* **What the exercise asks**:
Each line from the one that contains "Where can the wooden" to the end of the material must be set down exactly, and no line before it.
--------------------------------
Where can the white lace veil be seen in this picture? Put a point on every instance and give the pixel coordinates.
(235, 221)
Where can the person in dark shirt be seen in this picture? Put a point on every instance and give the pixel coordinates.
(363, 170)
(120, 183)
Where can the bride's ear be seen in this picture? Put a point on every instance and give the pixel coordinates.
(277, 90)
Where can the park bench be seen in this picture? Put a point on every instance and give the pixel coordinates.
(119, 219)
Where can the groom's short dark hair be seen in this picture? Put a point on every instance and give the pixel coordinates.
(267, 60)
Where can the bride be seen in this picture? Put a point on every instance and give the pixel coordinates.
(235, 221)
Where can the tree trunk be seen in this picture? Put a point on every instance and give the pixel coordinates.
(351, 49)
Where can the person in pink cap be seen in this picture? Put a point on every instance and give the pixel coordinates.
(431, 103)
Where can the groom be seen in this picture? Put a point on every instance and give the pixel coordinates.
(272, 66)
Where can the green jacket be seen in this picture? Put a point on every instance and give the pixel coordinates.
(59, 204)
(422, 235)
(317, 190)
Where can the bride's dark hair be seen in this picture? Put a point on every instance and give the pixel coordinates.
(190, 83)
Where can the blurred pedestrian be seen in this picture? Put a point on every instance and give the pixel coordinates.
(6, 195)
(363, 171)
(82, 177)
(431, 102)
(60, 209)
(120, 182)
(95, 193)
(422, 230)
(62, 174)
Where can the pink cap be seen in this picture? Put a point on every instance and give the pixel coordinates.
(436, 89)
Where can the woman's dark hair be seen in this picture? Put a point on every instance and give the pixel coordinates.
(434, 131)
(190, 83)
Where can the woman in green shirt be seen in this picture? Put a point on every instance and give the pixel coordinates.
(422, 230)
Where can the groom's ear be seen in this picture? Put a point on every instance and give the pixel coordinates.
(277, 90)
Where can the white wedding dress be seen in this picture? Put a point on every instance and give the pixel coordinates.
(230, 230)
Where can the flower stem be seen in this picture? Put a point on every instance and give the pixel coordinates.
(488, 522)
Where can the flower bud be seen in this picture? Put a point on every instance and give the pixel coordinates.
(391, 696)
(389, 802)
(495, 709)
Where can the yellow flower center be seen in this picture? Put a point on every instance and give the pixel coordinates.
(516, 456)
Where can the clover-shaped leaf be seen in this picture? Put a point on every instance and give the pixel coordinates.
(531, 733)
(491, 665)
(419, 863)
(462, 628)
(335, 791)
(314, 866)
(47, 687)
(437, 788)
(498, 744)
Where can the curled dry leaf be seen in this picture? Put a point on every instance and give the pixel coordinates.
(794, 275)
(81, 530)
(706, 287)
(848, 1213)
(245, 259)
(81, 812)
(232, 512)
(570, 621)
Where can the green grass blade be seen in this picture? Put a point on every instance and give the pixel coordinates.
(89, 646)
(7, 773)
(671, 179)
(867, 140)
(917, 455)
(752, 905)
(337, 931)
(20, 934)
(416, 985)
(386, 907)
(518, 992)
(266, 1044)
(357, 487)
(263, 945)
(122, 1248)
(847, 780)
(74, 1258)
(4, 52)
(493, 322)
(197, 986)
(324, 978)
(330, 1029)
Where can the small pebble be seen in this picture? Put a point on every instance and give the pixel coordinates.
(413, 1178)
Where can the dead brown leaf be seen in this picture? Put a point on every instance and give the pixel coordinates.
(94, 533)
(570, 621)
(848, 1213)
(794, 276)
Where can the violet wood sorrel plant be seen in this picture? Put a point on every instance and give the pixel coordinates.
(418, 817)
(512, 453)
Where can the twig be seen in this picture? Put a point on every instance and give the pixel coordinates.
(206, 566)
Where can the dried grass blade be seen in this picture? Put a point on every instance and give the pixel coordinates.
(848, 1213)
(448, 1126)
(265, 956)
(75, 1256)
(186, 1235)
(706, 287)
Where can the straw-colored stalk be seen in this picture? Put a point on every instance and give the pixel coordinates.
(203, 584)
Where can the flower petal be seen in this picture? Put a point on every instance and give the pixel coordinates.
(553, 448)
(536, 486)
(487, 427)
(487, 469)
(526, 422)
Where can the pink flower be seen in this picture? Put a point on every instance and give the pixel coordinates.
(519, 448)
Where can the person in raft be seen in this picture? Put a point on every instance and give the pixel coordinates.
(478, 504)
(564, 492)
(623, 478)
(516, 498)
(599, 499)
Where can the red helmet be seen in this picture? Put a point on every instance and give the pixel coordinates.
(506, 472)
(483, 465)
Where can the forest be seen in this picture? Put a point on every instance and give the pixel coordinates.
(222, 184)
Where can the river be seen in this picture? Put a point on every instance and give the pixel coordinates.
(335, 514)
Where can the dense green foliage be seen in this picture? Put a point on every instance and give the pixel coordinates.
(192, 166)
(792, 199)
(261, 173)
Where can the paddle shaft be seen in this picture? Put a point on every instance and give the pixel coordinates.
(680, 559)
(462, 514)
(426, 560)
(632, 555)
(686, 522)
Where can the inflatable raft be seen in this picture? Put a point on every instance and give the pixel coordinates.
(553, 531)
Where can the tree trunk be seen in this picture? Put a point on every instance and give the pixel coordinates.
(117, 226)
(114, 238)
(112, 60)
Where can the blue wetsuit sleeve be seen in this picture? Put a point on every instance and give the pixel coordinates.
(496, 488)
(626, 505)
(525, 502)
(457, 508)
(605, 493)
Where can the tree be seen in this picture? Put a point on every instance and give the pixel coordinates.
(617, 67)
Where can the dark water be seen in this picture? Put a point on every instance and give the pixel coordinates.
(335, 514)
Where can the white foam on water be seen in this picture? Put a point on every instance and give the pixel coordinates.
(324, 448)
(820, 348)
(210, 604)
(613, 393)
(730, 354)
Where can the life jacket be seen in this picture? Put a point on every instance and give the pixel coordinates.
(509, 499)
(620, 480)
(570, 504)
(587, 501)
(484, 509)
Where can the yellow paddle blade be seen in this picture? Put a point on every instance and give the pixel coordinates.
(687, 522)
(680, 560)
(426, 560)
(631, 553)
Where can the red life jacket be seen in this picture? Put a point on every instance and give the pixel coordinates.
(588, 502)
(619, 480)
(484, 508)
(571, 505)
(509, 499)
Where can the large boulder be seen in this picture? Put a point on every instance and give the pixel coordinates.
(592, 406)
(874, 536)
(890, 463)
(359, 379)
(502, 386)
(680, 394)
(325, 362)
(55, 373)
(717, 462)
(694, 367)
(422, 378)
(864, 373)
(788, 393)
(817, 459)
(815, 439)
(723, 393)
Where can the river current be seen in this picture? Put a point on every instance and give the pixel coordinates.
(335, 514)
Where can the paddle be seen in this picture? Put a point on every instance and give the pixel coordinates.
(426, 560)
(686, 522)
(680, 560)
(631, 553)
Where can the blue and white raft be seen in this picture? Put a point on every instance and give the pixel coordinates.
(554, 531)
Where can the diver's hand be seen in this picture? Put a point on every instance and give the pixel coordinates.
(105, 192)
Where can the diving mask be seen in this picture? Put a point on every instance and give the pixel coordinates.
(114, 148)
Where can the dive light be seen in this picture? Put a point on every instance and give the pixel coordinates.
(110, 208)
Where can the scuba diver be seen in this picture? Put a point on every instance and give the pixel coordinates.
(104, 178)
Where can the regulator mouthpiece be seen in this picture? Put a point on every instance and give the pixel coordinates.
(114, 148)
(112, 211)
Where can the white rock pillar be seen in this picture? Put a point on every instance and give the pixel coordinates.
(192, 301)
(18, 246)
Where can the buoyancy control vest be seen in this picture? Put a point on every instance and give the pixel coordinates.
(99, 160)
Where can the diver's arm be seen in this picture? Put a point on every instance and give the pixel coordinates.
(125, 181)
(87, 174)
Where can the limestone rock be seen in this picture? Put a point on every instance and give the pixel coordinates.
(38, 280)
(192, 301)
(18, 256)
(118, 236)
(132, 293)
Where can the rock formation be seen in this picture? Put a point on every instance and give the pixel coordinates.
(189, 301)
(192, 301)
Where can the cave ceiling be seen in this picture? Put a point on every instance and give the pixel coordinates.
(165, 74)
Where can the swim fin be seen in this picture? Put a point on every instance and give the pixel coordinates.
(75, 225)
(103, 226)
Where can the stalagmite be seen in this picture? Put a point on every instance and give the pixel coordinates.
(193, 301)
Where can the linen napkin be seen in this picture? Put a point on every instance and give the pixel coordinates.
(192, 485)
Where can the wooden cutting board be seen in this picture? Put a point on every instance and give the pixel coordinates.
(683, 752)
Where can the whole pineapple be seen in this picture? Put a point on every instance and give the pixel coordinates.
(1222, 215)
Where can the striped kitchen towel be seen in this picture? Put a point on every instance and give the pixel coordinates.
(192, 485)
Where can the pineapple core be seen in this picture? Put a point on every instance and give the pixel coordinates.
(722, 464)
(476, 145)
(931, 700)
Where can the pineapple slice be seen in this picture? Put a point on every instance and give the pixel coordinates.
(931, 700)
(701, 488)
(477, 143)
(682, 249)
--------------------------------
* **Response below**:
Where can the wooden cutting board be seen in this picture? Put a point on every instance and give the pixel coordinates.
(683, 752)
Where can the whole pineapple be seen in this picture? Put a point on every instance and give the pixel coordinates.
(1222, 215)
Where can the striped kitchen towel be seen in this picture? Put a point on every instance and give the pixel coordinates.
(192, 485)
Where can the pineapple core be seen in this picture? Put a point on every instance and give the pixel coordinates.
(722, 464)
(476, 145)
(931, 700)
Where can the pineapple slice be seen in this picture? Put a point on every instance and give the pixel coordinates.
(931, 700)
(701, 488)
(477, 143)
(682, 249)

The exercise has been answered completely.